SELECTED TEXT:
==========

Brain-washing led to statements misconstrued as a confession to murder
When 60-year-old Roger Zygmunt de la Burde was found dead of a gunshot wound to the head in his palatial home near Richmond, Virginia, in 1992, the medical examiner promptly deemed the death a suicide. But one detective assigned to the case suspected that Roger had been murdered. If so, an obvious prime suspect was his longtime girlfriend, Beverly Monroe, who recently had discovered that Roger was sleeping with another woman.
Over three months, the detective repeatedly questioned Beverly, until he literally brainwashed her into believing that she had been present when the death occurred — an experience so traumatic that she had blocked it out of her mind. Beverly, who had a master's degree in chemistry, confessed — not to murdering Roger, but to being present when he killed himself. The prosecution construed her words as a confession to murder. She was convicted and sentenced to 22 years in prison.
Beverly was exonerated in 2003, based on her legal team's discovery of evidence that had been illegally withheld at her trial, including forensic reports clearly indicating that Roger's death had been a suicide.
The federal judge who reversed her conviction called the interrogations that led to her false confession "deceitful and manipulative" and branded the case "a monument to prosecutorial indiscretions and mishandling."

==========

GIVEN RECORDS:
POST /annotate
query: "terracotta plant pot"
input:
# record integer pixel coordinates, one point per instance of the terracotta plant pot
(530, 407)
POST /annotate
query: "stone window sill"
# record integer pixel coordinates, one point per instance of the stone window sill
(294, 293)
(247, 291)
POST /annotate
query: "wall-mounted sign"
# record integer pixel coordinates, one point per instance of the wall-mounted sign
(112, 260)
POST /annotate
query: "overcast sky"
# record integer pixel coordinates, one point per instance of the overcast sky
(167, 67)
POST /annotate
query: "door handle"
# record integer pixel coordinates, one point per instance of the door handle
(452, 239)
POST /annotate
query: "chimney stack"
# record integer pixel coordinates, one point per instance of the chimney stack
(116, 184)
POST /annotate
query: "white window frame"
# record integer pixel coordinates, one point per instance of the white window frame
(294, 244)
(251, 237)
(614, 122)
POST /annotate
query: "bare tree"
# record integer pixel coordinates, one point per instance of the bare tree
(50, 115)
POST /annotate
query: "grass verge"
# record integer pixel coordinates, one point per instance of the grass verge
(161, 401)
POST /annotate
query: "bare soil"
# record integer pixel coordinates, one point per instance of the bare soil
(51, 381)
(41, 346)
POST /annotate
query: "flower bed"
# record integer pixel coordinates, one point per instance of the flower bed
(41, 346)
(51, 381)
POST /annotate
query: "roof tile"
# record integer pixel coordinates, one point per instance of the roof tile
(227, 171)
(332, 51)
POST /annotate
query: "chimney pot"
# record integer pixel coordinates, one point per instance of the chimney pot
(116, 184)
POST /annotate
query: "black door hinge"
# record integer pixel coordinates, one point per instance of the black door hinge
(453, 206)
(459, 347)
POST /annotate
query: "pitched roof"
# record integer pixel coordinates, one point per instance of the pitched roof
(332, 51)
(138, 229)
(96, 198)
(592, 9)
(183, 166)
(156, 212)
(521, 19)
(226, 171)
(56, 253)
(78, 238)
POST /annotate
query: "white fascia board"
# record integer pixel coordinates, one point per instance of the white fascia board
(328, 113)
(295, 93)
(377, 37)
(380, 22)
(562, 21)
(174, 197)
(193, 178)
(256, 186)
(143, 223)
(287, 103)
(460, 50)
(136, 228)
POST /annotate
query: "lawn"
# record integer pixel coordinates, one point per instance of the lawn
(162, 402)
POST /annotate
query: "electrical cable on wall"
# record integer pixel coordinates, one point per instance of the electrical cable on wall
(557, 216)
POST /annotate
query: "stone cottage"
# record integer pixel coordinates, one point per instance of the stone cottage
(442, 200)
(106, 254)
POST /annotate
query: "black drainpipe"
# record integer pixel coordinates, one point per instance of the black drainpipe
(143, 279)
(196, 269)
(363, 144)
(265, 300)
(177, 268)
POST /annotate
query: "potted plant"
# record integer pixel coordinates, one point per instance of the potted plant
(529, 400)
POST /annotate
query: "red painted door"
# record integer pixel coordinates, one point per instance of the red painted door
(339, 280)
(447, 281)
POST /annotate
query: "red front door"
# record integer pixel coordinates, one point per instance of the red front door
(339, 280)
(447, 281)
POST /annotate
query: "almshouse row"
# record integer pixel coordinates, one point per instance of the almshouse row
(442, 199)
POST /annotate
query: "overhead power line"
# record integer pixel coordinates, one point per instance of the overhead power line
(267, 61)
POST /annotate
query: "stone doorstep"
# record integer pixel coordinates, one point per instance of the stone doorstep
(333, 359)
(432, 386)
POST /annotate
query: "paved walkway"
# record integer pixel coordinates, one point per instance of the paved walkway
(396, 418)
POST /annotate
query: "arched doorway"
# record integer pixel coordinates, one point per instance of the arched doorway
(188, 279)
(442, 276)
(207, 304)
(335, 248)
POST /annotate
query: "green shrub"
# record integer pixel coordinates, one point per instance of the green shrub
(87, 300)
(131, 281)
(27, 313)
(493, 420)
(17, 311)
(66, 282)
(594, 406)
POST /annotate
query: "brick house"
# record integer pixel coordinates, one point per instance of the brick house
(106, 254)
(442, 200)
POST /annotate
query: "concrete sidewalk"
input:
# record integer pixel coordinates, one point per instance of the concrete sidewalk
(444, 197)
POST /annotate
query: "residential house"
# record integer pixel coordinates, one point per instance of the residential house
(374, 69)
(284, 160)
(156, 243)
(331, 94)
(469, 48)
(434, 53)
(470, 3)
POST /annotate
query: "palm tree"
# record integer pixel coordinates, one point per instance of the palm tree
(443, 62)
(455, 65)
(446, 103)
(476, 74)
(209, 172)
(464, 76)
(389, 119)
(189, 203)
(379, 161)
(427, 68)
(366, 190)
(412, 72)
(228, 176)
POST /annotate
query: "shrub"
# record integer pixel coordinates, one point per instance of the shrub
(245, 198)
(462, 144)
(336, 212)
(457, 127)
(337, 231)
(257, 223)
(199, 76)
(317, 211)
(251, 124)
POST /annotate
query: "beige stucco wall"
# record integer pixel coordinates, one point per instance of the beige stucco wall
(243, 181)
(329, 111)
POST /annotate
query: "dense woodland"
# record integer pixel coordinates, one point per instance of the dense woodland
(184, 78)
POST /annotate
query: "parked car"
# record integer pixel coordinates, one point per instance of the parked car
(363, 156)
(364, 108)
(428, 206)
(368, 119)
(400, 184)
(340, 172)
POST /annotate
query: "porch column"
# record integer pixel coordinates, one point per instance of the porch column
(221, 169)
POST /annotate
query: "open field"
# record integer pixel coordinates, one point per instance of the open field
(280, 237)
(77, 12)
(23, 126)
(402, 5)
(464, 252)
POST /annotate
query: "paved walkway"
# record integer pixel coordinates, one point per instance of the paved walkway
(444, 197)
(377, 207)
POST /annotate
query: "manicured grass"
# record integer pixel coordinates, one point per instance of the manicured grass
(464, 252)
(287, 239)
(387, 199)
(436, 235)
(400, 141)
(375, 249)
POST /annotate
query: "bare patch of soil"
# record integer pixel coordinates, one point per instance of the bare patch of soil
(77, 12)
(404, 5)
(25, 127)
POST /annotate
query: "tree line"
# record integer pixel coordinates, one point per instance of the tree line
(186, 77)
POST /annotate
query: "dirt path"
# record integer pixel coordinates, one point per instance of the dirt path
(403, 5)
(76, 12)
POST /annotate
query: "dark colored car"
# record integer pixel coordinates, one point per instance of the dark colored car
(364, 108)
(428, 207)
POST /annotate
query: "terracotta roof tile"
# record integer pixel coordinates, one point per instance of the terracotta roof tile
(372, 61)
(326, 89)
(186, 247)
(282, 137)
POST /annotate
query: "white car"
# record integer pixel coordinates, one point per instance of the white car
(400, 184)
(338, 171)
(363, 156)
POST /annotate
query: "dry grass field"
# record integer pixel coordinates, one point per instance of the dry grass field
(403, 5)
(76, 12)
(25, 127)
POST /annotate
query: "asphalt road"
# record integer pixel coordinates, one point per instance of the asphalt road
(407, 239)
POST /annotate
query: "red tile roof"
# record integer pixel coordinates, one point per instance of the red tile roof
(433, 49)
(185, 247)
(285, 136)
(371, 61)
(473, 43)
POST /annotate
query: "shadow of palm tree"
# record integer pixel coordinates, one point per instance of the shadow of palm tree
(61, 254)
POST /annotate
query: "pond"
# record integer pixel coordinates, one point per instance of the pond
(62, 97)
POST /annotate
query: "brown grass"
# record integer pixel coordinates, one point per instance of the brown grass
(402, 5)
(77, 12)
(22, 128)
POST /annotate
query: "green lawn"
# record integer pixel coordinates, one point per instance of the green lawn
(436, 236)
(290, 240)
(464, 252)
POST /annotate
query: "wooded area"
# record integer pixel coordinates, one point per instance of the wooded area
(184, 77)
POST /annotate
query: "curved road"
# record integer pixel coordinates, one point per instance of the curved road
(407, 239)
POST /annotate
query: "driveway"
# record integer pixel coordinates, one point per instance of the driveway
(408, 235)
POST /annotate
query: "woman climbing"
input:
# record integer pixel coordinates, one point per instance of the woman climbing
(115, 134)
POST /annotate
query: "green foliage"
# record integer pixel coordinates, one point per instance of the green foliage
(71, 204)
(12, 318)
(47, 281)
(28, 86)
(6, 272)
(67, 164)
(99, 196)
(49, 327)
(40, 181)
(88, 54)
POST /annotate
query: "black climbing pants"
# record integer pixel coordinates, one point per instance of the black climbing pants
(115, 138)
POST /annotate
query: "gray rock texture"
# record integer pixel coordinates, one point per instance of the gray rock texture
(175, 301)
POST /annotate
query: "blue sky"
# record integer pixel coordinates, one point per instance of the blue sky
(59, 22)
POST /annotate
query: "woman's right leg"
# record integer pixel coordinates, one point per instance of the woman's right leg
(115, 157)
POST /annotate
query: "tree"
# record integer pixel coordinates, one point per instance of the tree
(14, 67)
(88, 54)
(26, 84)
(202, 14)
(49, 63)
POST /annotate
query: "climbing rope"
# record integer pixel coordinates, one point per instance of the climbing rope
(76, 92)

==========

YOUR GOAL: List every number written in digits in the text about Beverly Monroe's false confession.

SOLUTION: 60, 1992, 22, 2003